▶ **Your task**: Exactly as written, copy the lines of the data below from the first through the one containing "pixel 108 192".

[Records for the task Boundary: Start]

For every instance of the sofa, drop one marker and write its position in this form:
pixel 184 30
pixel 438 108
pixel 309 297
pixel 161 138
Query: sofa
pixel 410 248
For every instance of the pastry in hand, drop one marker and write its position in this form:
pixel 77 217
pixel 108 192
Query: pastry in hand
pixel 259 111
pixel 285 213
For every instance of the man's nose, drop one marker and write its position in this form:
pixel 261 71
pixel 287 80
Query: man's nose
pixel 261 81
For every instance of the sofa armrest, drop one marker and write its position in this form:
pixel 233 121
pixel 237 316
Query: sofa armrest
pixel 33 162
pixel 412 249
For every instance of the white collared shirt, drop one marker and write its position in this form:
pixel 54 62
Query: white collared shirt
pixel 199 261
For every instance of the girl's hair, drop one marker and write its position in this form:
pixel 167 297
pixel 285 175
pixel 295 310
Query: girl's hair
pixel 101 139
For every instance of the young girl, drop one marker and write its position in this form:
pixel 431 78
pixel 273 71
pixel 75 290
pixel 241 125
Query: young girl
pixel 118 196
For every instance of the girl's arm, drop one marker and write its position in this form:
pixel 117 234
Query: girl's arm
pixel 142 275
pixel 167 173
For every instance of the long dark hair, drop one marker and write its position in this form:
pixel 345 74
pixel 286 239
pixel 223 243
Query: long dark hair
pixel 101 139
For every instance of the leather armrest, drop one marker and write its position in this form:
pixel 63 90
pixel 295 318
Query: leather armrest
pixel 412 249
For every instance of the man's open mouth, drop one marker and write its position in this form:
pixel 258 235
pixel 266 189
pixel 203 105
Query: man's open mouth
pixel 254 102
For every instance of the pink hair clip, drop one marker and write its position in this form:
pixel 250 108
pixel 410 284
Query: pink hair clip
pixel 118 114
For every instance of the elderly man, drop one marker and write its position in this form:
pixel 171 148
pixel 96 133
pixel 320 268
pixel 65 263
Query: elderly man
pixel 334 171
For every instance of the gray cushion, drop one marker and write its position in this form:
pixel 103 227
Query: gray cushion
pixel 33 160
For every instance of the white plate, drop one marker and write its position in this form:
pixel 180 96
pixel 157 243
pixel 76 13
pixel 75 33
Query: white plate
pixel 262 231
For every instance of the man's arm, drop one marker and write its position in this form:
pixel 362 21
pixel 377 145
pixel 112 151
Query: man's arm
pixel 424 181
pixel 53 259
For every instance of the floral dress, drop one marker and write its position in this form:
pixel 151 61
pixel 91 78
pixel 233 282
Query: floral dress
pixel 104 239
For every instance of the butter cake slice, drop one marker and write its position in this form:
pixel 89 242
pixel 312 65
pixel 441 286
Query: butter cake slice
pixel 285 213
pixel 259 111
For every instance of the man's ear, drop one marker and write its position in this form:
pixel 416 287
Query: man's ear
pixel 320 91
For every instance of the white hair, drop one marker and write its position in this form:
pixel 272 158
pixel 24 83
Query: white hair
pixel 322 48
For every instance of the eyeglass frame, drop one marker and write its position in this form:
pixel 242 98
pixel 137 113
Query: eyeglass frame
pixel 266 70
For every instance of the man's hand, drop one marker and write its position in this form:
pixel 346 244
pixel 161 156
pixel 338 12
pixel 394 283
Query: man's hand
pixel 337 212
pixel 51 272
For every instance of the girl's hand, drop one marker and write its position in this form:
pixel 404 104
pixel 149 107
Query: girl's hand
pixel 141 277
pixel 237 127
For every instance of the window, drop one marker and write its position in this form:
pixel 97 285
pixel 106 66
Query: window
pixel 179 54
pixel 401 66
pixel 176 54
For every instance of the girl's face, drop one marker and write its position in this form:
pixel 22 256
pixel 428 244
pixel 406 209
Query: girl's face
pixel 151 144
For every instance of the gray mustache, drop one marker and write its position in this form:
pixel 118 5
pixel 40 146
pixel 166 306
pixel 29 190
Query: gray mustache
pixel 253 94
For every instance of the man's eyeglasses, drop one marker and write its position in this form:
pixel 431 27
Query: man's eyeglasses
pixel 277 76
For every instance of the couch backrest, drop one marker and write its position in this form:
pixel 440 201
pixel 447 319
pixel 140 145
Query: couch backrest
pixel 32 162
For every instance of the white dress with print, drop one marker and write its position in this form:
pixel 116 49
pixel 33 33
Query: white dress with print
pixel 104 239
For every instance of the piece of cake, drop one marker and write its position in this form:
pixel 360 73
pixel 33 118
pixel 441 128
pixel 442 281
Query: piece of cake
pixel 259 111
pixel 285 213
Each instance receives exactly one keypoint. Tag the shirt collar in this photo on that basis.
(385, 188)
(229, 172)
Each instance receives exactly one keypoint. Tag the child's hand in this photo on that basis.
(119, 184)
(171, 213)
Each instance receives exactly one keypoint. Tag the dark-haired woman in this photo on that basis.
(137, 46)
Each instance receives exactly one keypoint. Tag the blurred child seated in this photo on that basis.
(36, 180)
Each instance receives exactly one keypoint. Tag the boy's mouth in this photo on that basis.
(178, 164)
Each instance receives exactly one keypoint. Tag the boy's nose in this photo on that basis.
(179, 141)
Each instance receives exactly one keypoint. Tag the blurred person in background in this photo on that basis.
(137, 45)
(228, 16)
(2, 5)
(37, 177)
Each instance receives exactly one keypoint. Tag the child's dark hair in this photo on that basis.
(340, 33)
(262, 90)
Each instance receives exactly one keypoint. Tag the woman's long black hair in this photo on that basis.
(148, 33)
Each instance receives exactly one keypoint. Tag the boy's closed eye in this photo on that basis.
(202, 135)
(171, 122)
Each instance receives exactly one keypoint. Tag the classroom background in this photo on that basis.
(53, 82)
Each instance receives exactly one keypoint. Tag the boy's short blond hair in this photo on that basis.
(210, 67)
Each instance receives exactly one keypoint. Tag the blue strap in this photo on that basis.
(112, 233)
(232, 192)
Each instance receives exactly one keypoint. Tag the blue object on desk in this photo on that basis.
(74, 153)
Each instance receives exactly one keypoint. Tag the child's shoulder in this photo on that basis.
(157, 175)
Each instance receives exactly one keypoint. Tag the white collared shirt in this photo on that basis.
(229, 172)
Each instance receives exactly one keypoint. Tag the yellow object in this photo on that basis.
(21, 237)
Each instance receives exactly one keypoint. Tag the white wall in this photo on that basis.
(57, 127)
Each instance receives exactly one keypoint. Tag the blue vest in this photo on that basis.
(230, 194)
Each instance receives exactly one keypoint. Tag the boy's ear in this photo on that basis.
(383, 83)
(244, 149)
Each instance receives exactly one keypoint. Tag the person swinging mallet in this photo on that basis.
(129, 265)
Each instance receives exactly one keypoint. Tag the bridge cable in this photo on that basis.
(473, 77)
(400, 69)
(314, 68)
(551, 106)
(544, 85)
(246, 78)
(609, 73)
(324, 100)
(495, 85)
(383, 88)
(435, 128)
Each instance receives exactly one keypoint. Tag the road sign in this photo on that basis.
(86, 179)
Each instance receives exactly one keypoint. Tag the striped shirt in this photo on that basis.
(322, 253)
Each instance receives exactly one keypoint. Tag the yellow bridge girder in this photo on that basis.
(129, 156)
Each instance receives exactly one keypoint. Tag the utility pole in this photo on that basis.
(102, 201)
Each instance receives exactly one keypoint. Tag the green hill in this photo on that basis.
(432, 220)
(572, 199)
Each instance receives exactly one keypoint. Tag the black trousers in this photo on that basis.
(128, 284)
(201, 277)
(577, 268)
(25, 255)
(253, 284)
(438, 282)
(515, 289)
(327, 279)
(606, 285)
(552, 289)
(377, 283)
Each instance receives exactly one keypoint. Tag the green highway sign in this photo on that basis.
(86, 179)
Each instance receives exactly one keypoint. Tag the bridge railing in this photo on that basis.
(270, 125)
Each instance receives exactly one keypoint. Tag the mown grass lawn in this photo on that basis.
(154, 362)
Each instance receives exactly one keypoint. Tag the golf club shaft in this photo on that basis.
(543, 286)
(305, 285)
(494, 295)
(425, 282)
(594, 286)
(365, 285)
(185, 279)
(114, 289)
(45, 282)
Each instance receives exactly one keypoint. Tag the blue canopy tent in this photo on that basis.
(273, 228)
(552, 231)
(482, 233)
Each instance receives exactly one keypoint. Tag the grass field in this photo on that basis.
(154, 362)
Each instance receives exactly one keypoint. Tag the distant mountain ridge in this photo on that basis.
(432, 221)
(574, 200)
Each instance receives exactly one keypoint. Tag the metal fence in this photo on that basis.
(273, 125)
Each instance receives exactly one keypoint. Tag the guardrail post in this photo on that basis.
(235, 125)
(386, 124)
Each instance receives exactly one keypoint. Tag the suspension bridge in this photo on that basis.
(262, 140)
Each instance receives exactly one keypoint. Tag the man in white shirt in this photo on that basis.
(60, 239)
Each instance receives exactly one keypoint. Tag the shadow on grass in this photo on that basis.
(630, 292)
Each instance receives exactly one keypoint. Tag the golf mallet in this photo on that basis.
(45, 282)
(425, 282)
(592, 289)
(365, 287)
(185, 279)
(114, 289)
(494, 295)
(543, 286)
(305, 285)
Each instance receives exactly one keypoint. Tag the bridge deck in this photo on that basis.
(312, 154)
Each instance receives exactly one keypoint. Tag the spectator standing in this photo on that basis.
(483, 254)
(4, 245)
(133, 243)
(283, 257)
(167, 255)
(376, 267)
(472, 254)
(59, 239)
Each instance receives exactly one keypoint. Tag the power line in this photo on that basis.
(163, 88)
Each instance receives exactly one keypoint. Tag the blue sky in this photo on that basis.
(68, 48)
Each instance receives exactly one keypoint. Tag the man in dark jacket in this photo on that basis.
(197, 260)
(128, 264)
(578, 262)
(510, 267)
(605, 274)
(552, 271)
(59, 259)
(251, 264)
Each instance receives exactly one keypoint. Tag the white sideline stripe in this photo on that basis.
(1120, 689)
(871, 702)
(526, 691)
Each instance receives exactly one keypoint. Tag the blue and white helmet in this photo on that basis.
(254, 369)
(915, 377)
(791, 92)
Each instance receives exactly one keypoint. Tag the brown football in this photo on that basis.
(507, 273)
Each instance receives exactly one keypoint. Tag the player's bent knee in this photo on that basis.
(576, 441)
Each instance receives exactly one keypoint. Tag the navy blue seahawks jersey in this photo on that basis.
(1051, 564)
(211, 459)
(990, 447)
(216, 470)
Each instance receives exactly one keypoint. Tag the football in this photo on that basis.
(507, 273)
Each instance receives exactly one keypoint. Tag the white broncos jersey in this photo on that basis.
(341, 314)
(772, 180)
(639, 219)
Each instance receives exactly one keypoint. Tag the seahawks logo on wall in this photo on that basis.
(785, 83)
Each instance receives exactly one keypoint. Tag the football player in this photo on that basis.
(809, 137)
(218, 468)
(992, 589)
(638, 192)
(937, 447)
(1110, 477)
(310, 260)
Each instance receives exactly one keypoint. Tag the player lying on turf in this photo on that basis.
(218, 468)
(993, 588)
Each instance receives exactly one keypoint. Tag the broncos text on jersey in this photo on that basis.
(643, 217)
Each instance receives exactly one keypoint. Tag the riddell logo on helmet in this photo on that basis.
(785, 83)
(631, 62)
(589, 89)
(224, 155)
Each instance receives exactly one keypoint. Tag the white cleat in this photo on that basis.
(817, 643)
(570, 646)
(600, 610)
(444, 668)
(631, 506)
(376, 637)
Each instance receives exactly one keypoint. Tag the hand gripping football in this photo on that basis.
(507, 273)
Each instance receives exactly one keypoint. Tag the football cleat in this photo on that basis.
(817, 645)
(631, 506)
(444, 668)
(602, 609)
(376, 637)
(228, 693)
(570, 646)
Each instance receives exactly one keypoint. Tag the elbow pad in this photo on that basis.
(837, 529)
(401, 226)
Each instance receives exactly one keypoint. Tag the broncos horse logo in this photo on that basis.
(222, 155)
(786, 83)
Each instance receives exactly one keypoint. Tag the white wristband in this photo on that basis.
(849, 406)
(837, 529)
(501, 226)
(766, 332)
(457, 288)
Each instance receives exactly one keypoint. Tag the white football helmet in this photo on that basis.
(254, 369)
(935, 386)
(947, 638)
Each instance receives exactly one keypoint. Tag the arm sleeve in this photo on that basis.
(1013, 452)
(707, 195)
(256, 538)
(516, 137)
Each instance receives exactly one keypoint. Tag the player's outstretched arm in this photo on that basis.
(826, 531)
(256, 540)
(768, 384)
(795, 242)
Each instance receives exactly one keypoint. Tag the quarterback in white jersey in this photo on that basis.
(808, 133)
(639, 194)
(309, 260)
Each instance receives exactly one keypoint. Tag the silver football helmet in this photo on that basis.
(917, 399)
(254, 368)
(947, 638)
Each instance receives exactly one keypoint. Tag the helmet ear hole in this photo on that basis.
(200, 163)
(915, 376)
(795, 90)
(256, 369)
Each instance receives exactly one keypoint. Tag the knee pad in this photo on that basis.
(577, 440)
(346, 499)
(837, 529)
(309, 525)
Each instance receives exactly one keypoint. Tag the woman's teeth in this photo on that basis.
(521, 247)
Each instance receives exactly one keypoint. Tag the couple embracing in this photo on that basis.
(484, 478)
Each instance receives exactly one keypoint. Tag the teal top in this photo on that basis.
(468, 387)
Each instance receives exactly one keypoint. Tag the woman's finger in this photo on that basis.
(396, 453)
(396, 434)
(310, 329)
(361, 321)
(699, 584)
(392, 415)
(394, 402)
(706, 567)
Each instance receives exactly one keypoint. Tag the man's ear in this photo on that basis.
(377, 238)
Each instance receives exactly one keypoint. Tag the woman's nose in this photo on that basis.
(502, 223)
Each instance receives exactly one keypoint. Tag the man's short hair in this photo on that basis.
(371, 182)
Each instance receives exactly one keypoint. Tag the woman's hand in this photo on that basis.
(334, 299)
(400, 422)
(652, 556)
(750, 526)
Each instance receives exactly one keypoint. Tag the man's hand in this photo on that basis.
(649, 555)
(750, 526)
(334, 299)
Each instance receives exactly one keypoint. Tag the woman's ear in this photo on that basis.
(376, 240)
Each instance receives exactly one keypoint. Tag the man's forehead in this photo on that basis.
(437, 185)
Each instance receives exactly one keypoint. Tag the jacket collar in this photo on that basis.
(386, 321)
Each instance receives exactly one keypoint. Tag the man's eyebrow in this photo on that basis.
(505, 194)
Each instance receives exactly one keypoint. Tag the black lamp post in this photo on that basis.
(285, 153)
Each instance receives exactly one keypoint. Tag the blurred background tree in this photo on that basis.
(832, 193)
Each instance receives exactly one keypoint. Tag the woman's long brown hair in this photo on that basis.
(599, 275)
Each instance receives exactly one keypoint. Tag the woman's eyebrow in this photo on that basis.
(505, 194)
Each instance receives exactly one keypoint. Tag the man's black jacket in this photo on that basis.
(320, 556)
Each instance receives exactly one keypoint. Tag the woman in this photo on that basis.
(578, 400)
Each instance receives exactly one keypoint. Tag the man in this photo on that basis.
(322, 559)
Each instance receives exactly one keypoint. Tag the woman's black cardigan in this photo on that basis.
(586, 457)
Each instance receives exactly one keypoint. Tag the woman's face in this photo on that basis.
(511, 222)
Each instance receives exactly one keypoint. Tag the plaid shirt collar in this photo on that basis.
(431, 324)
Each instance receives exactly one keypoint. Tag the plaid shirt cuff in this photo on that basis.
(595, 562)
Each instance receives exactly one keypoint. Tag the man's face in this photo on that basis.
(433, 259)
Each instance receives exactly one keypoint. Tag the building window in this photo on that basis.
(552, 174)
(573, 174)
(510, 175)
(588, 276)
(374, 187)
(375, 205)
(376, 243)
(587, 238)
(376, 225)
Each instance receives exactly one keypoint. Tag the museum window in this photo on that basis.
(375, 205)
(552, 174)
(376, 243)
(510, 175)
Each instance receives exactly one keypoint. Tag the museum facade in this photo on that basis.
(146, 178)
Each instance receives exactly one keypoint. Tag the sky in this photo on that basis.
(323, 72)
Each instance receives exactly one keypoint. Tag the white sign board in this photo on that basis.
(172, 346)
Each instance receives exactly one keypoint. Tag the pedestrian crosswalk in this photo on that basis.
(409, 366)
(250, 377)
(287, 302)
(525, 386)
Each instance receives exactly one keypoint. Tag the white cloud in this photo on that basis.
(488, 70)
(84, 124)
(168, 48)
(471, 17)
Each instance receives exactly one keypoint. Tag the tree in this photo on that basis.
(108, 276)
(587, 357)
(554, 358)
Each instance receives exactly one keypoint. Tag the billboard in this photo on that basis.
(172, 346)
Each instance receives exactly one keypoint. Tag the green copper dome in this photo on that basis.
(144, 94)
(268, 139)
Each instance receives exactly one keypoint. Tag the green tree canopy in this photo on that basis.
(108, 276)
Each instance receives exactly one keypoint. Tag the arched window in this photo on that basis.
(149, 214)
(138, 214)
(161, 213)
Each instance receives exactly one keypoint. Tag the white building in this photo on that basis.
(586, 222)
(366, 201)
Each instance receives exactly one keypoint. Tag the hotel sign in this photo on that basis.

[Records for the task Boundary: End]

▶ **Answer section**:
For every instance of the sofa, drop one marker and write its position in this form:
pixel 184 30
pixel 438 108
pixel 309 297
pixel 161 138
Query: sofa
pixel 410 248
For every instance of the pastry in hand, drop one marker and write its position in this form:
pixel 77 217
pixel 108 192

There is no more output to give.